**DOCUMENT SEGMENT**

I just started graduate school in the Fall, and I think it might have been something of a mistake. I don't know what went wrong -- wring pills, wrong doctor, wrong church, wrong me -- but I can't focus or concentrate at all. Nothing gets done. I haven't started researching my term papers yet, and haven't even finalized my topic for one. I feel paralyzed, alternating between feeling numb, feeling on the verge of tears, and feeling like I'm about to have a panic attack.
I'm supossed to be excercising and eating healthy, but I don't have time; my mother thinks a sunlamp and vitamins will cure me. Because I don't have time, I feel more and more as if I'm slipping away.
I can't stop thinking about the reasons why I should never have started this program. I want to teach CEGEP, mostly because I can't be a priest, which is what I really want (Catholic). The program coordinator yelled at me because I didn't take Biblical Greek, even though I'm studying French Church History. My supervisor tells me everything I want to do is too broad and, in general, hates all my ideas. Everything makes me feel stupid. I can't help thinking back to the time when that annoying psychiatrist told me I'd never be able to go back to school, and that I shouldn't. Maybe he was right; who knows anymore. I don't know why I can't get anything done. Instead of working, I spend hours staring at a blank computer screen, visiting Webkinz world, looking up first aid principles and my symptoms online. I'm tired of not being able to focus for more than 5 minutes at a time.
I don't think I have very good stress-management skills. My main way to deal with rising panic right now is to go out and buy new Webkinz, which I then hide (some of them) in my room so that my parents won't know how much I'm obsessed with them. I know the reason that they make me feel better is because I have the thought in the back of my mind that I can't kill myself because I haven't adopted them all yet. This is very strange, because I don't actually want to die, though I have in the past. Nevertheless, I have this thought, and that very fact is profoundly disturbing. This is like a strange kind of insurance policy that's cute and fluffy but increasingly expensive (though less so than an ambulance bill).

**RAW DATA**
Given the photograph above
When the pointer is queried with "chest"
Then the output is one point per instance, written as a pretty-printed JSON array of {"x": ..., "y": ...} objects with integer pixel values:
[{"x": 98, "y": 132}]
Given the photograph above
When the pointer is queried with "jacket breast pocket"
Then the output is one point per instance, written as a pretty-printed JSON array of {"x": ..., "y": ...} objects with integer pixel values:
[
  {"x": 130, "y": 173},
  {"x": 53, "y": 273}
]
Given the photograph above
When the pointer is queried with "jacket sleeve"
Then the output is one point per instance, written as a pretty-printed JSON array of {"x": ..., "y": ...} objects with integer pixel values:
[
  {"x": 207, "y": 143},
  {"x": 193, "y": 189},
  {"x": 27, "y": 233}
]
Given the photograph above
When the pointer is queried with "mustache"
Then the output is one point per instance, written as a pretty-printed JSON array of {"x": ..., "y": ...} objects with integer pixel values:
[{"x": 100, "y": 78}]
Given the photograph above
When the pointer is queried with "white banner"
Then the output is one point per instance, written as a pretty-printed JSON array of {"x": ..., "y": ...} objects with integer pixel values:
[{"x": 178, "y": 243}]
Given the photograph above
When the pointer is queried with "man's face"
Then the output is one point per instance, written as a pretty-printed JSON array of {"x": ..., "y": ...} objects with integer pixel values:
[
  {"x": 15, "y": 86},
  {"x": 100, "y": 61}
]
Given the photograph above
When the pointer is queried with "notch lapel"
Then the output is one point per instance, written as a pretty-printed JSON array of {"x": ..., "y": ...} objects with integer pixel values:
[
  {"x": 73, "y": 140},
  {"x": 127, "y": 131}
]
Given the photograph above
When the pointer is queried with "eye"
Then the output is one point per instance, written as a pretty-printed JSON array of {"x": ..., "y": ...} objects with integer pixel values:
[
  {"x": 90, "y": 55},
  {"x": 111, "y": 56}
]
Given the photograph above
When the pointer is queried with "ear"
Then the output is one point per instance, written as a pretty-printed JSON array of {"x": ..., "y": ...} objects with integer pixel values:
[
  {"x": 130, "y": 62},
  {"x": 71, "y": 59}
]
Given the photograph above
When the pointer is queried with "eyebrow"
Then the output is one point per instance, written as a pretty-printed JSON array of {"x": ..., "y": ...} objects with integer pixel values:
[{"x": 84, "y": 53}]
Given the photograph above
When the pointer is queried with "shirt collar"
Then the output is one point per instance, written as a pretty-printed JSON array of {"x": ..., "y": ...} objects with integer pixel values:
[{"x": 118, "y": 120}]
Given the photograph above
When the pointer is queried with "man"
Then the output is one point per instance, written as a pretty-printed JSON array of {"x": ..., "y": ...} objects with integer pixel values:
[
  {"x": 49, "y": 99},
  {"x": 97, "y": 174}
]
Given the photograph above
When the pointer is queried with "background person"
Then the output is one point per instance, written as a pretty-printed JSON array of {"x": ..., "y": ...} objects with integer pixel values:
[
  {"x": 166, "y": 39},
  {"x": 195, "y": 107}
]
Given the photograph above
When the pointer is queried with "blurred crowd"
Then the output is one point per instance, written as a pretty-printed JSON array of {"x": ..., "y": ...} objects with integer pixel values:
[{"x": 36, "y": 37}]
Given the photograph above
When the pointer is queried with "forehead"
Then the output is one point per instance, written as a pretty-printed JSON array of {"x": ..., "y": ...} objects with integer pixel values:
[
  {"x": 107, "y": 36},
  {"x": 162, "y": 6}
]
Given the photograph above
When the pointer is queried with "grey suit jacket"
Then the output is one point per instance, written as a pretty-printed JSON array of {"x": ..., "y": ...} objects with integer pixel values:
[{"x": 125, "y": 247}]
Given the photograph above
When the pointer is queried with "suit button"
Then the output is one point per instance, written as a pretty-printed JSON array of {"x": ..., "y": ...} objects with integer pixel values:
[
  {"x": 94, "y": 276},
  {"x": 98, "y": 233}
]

**EXERCISES**
1) Answer these questions from the graduate school post.
(a) What does the writer's mother think will cure the writer?
(b) Why did the program coordinator yell at the writer?
(c) What does the writer buy as the main way to deal with rising panic?
2) Turn the paragraph of the graduate school post beginning "I can't stop thinking about the reasons" into a short bulleted list that keeps its main facts.
3) Continue the graduate school post with the next paragraph, picking up after its last sentence about the insurance policy.

**RESPONSES PER TASK**
1)
(a) A sunlamp and vitamins.
(b) Because the writer didn't take Biblical Greek.
(c) New Webkinz.

2)
- I keep thinking about why I should never have started this program.
- I want to teach CEGEP, mainly because I can't be a priest (Catholic), which is what I really want.
- The program coordinator yelled at me for not taking Biblical Greek, though I study French Church History.
- My supervisor says everything I want to do is too broad and dislikes all my ideas.
- Everything makes me feel stupid.
- I keep remembering a psychiatrist who said I'd never be able to go back to school and shouldn't; maybe he was right.
- Instead of working, I stare at a blank screen for hours, visit Webkinz world, and look up first aid principles and my symptoms online.
- I'm tired of not being able to focus for more than 5 minutes at a time.

3)
I guess what I really need -- or part of what I need -- is just a place to vent about my life, what I'm feeling, what's been happening to me. I can't really talk to my psychiatrist about anything useful anymore: I love him, but he's kind of useless. I had to spend all summer convincing him that my meds are not adequate, and they're still not working. I am scared that it will all fall apart, that I'll break into a million little glass pieces. I haven't cut myself in two years, but now I find myself obsessing about it: whether it will help, whether I should go out now and buy clean blades so I'm ready...you know there's something wrong with you when you have extensive research on sterilization, first aid, blood loss parameters, and emergency knowledge of how to use a tourniquet (which should, of course, never be attempted by a non-professional like me since there is a high risk of tissue necrosis if not done or treated properly). Anyway, though this has worked in the past I don't really want to go there: I am tired of the horrible scars because I don't go get stiches, long sleeves in summer. The fact that I'm pretty much out of space that I'm absolutely certain does not cover a major vein or artery.
So. Here I stand. I suppose what I really want is just the ability to write these things, though any constructive advice would be much appreciated.
ps please forgive any typos that might be in here.